*** Recorded data ***

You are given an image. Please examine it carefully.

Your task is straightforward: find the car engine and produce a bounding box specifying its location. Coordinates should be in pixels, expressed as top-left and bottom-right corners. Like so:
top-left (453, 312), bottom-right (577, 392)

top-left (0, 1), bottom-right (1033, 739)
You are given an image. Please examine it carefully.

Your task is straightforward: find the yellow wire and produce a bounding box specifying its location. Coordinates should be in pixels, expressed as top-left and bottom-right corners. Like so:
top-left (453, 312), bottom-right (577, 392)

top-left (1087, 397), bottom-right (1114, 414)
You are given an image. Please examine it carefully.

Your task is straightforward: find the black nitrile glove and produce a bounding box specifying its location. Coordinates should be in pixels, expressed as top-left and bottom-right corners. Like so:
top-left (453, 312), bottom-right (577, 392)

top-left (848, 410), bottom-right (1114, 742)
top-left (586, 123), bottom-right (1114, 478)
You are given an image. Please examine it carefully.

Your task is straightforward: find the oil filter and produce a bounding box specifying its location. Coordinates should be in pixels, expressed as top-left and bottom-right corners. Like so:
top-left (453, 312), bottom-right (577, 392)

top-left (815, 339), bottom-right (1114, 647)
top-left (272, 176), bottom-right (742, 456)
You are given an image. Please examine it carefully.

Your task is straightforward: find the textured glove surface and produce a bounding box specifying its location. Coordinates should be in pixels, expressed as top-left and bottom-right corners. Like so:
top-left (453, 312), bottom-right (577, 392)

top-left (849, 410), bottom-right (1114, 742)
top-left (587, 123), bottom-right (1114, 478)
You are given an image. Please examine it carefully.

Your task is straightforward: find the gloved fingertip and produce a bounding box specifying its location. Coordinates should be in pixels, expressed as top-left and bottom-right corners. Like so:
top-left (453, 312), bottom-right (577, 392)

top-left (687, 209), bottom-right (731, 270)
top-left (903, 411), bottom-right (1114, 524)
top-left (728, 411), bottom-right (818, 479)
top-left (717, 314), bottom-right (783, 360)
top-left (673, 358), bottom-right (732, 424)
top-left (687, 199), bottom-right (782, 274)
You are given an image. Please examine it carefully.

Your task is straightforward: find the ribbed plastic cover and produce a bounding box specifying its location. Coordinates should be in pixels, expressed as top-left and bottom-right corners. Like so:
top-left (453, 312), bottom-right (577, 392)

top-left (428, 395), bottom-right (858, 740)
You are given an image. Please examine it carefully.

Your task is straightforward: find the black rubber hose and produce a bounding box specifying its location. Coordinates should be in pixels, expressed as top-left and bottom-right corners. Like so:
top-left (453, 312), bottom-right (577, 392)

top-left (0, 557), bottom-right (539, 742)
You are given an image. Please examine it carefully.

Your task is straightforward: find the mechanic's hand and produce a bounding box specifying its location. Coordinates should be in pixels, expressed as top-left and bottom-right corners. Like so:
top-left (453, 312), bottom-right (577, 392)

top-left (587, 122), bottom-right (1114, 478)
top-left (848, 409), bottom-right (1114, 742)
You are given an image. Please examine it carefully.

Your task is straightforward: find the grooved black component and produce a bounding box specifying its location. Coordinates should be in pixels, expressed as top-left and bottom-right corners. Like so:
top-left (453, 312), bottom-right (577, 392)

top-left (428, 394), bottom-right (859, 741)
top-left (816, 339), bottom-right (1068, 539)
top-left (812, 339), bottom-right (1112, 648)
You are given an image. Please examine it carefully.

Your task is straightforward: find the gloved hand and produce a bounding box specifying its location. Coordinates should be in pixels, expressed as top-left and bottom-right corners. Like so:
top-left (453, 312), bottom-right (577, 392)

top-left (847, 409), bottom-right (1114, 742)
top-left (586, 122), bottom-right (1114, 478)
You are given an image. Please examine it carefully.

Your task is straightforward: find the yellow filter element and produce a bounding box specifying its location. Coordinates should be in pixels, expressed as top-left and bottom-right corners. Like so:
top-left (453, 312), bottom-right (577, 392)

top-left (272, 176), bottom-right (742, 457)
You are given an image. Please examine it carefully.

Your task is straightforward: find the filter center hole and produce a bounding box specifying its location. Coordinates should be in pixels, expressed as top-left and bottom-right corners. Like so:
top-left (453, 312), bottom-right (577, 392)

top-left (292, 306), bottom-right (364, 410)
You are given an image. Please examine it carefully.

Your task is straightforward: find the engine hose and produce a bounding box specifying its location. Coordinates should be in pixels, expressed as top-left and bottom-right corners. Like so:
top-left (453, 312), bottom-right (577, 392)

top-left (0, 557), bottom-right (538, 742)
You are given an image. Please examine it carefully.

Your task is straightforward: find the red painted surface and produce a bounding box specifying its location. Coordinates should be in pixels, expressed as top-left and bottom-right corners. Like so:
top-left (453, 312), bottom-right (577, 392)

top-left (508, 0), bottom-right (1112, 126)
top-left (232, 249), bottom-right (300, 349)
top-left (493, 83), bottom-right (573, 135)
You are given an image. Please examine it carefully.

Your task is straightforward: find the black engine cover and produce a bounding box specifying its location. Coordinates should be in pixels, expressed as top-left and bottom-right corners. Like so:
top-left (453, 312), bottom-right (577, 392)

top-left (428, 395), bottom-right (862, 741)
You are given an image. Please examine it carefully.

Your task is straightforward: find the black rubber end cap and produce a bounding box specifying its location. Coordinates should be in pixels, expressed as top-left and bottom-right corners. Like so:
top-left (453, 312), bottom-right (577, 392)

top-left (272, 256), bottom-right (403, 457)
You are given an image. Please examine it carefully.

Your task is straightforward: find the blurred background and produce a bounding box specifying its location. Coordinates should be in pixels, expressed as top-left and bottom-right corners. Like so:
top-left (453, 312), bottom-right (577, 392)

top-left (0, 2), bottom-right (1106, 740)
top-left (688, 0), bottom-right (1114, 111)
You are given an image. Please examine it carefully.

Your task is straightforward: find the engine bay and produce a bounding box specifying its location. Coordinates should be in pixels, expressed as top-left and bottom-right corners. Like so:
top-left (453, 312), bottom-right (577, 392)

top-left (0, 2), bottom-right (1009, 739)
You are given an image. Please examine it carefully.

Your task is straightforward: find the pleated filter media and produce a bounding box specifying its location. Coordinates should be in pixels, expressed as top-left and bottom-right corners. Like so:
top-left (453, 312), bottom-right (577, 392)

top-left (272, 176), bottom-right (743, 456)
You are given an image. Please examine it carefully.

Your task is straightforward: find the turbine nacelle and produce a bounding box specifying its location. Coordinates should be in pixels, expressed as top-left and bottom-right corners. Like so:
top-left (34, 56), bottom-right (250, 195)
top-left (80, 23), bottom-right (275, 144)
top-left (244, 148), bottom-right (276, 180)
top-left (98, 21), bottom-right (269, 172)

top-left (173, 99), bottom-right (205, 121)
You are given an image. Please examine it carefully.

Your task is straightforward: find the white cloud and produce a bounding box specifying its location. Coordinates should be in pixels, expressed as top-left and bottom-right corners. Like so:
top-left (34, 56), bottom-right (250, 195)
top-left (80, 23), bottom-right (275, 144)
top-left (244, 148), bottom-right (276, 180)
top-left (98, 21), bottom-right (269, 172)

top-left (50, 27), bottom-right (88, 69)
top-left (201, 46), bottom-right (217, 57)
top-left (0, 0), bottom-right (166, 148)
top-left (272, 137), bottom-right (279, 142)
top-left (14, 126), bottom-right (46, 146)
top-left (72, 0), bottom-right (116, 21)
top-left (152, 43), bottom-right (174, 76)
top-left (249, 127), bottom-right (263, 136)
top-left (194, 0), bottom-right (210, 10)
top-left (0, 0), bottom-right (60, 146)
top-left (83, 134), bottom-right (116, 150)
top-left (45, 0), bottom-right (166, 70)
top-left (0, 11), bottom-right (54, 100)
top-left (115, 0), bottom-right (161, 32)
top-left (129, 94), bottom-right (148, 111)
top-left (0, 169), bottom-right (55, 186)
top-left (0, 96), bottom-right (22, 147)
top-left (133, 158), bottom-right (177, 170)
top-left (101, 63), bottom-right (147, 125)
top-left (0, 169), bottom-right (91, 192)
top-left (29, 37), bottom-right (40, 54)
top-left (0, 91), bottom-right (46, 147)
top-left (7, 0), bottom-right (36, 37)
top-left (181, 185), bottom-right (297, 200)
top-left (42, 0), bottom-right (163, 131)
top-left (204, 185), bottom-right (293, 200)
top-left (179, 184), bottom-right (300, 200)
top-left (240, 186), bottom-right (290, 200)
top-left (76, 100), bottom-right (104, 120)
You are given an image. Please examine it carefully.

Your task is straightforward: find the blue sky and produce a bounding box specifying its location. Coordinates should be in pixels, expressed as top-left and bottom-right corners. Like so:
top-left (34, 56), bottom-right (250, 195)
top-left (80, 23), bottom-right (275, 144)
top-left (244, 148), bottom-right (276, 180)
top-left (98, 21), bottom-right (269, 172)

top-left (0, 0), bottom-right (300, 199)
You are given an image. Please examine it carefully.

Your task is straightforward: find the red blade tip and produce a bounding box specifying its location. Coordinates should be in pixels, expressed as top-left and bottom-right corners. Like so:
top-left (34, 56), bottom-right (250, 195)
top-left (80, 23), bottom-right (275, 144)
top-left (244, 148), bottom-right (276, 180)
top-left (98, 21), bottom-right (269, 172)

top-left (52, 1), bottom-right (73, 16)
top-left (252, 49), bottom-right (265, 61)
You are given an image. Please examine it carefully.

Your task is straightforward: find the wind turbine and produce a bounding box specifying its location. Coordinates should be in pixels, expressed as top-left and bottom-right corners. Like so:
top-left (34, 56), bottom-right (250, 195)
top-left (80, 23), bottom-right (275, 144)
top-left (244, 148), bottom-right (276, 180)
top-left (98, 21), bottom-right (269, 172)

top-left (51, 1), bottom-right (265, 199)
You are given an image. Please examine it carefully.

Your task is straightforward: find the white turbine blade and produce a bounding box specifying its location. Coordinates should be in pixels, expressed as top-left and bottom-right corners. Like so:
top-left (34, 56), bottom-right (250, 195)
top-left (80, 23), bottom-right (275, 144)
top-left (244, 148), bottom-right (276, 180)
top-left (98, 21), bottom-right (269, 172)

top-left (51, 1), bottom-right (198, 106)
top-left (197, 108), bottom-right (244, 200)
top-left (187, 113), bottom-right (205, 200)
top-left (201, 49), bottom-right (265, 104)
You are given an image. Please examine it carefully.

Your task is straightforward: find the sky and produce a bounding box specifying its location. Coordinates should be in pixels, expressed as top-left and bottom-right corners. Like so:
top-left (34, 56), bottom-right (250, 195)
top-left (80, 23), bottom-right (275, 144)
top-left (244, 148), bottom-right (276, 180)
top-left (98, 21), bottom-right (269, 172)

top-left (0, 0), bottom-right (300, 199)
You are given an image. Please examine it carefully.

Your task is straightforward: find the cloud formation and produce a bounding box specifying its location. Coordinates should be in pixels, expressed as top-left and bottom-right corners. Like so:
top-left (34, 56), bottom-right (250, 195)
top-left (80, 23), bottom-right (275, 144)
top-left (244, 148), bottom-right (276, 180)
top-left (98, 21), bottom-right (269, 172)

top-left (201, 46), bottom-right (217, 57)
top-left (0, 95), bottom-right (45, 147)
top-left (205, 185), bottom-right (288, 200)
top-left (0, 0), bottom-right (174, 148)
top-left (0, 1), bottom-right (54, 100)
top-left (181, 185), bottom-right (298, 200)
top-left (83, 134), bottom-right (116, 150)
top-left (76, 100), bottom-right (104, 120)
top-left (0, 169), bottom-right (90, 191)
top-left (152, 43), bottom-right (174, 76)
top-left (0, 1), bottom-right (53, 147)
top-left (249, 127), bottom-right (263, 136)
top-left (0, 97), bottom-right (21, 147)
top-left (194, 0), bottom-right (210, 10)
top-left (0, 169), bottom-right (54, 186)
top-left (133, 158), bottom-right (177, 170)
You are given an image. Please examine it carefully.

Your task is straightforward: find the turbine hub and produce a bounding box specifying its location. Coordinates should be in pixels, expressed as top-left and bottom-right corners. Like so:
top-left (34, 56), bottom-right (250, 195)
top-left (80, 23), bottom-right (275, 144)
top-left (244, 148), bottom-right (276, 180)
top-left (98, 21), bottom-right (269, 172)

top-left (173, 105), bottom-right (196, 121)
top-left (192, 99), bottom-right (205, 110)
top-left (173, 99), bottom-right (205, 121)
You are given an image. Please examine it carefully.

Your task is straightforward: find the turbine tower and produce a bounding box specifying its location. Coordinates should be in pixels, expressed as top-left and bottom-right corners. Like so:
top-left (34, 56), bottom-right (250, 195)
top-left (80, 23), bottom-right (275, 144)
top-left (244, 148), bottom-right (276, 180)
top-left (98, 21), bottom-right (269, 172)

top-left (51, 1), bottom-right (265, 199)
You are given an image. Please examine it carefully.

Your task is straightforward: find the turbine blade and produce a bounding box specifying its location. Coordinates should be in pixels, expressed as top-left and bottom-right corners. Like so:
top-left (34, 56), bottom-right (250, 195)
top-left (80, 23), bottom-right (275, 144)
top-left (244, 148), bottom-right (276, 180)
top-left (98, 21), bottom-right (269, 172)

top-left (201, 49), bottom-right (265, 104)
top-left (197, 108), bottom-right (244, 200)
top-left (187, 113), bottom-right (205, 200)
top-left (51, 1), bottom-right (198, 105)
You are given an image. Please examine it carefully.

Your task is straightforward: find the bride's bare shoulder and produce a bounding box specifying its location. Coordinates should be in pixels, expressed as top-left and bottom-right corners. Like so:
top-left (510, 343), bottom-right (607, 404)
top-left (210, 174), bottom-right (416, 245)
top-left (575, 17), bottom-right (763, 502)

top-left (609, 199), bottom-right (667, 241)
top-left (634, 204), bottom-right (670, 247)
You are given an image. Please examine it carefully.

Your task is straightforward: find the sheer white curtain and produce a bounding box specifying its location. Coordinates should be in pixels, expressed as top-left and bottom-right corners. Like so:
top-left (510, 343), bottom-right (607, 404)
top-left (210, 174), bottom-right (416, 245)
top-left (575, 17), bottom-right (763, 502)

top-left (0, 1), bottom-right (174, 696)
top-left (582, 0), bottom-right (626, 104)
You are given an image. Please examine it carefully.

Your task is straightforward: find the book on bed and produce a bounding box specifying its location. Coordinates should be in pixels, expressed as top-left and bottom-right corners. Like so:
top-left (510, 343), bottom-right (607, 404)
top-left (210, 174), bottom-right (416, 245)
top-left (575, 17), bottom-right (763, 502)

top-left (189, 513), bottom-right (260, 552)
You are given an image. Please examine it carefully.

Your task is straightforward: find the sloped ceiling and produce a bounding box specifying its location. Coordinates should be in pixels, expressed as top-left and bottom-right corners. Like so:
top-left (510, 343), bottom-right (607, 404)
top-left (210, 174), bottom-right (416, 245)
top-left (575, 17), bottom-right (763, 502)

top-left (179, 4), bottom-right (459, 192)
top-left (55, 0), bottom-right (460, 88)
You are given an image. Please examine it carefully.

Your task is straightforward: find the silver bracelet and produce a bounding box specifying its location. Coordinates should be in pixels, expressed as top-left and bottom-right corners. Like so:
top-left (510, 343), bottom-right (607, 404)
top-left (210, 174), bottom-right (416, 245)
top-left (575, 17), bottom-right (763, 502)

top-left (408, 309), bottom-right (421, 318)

*** End of Recorded data ***

Exercise description
Please transcribe the data above without changes, from its first line to its "Your task is straightforward: find the black nitrile" line, and leave out anything past that.

Task output
You are given an image. Please examine it carefully.

Your task is straightforward: find the car engine and produce a bounding box specifying its location. Coordinates should be in pixels, expressed as top-left and bottom-right corners. Like so:
top-left (453, 312), bottom-right (577, 392)

top-left (0, 1), bottom-right (1033, 739)
You are given an image. Please examine it carefully.

Your task is straightforward: find the yellow wire and produce a bounding box specifying its location. Coordinates should be in pixels, expressed as top-left and bottom-right corners. Like so:
top-left (453, 312), bottom-right (577, 392)

top-left (1087, 397), bottom-right (1114, 414)
You are given an image. Please examine it carefully.

Your task is straightforward: find the black nitrile glove and produce a bounding box specifying its location. Coordinates should be in pixels, expressed as top-left and bottom-right corners. Like so:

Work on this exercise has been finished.